**Instructions to follow:** Continue the article on the military's response to Confederate flags and base names, starting after its final sentence.

**Document text:**

● ● ● ●

The nationwide protests against police brutality and systemic racism have caused many long-standing American institutions to look inward and figure out how they can do the bare minimum to support the cause. The Marines have ordered the removal of Confederate flags from their bases; the Army has expressed openness to the idea of renaming bases named after Confederate generals; and now, the Navy has joined in with its own performative gesture.
CNN reports that an order is being crafted to ensure the removal of all Confederate iconography from Navy institutions. “The Chief of Naval Operations, Adm. Mike Gilday, has directed his staff to begin crafting an order that would prohibit the Confederate battle flag from all public spaces and work areas aboard Navy installations, ships, aircraft and submarines,” Cmdr. Nate Christensen, Gilday’s spokesperson, said in a statement.
Initially, U.S. Army Secretary Ryan McCarthy, Secretary of Defense Mark Esper and Chairman of the Joint Chiefs of Staff Gen. Mark Milley expressed openness to holding bipartisan discussions to rename approximately a dozen military bases named after Confederate generals—but President Trump shut that shit down with the quickness, though. In a series of tweets sent out Wednesday, the president said: “my Administration will not even consider the renaming of these Magnificent and Fabled Military Installations…”

● ● ● ●

Image point grounding data:

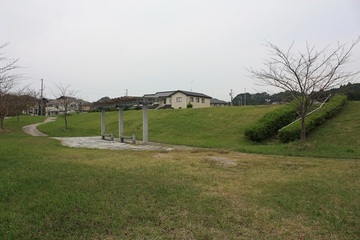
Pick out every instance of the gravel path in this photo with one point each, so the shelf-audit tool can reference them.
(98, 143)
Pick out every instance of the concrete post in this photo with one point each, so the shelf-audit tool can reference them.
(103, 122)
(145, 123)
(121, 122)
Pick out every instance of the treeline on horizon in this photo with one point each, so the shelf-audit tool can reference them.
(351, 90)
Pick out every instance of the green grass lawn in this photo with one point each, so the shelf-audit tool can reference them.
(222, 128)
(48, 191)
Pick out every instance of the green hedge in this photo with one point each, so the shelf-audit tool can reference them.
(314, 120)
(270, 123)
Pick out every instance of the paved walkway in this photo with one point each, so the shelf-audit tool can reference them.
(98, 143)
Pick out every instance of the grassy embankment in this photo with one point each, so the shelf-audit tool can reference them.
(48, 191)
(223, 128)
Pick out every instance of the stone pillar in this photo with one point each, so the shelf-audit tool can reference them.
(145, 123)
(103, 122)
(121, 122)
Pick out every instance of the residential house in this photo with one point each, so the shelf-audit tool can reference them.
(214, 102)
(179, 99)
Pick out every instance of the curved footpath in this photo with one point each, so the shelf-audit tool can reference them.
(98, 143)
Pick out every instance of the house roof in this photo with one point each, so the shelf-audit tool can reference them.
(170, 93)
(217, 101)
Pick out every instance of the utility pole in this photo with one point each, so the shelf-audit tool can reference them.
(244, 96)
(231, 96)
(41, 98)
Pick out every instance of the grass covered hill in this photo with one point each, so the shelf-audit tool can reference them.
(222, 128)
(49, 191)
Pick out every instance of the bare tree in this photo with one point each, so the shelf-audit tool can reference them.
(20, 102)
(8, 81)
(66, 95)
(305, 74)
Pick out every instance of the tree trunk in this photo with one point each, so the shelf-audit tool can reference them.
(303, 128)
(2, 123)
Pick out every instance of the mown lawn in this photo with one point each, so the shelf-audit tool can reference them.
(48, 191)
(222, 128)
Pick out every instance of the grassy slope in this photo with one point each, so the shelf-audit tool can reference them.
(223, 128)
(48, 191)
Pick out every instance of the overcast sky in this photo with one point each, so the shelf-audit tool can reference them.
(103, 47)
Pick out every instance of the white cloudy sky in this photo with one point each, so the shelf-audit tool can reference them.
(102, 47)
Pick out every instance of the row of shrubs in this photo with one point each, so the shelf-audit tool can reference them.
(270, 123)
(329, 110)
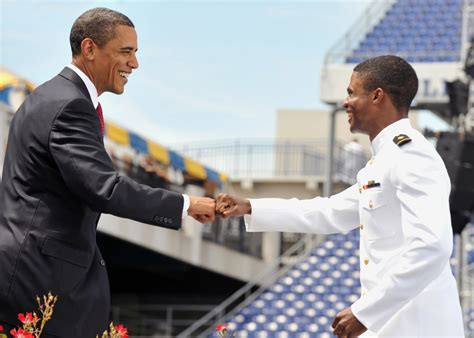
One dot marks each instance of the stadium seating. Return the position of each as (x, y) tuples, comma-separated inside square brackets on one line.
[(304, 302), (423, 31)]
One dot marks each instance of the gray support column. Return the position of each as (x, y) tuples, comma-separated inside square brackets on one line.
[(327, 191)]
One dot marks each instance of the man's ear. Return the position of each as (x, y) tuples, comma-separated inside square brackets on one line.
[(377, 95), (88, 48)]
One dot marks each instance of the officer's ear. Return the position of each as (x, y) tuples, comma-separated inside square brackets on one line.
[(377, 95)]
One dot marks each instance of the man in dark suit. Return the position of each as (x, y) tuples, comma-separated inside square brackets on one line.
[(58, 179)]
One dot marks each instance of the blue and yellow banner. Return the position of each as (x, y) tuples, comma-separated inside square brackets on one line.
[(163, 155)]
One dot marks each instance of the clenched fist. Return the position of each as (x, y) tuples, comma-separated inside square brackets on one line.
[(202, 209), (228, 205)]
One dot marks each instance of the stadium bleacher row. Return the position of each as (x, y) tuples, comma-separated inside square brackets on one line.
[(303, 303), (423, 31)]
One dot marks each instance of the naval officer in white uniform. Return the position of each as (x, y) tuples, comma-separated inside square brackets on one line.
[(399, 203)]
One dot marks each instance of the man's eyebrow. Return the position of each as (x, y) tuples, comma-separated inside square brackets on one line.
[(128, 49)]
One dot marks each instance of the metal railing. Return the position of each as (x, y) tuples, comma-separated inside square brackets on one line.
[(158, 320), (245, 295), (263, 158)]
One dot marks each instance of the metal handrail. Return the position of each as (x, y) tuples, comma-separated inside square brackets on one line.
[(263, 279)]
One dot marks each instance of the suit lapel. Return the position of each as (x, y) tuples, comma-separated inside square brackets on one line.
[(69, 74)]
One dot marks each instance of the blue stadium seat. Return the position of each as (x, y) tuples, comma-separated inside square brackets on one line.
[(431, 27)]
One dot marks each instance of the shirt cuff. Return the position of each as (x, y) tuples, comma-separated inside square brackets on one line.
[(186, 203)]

● ● ● ●

**Answer space:**
If I seem cynical about these moves, well, that’s because I am. While these are cute gestures, until the military makes active efforts to combat white nationalism within its ranks, the gestures will ring hollow. Last year, a measure designed to combat white nationalism in the armed forces had the phrase “white nationalism” removed. In March, an active duty member of the Army plotted with a white nationalist to bomb a Kansas City hospital as the COVID-19 pandemic intensified. There’s a clear problem here that the military just seems content to ignore.
It’s nice they’re removing some flags, though.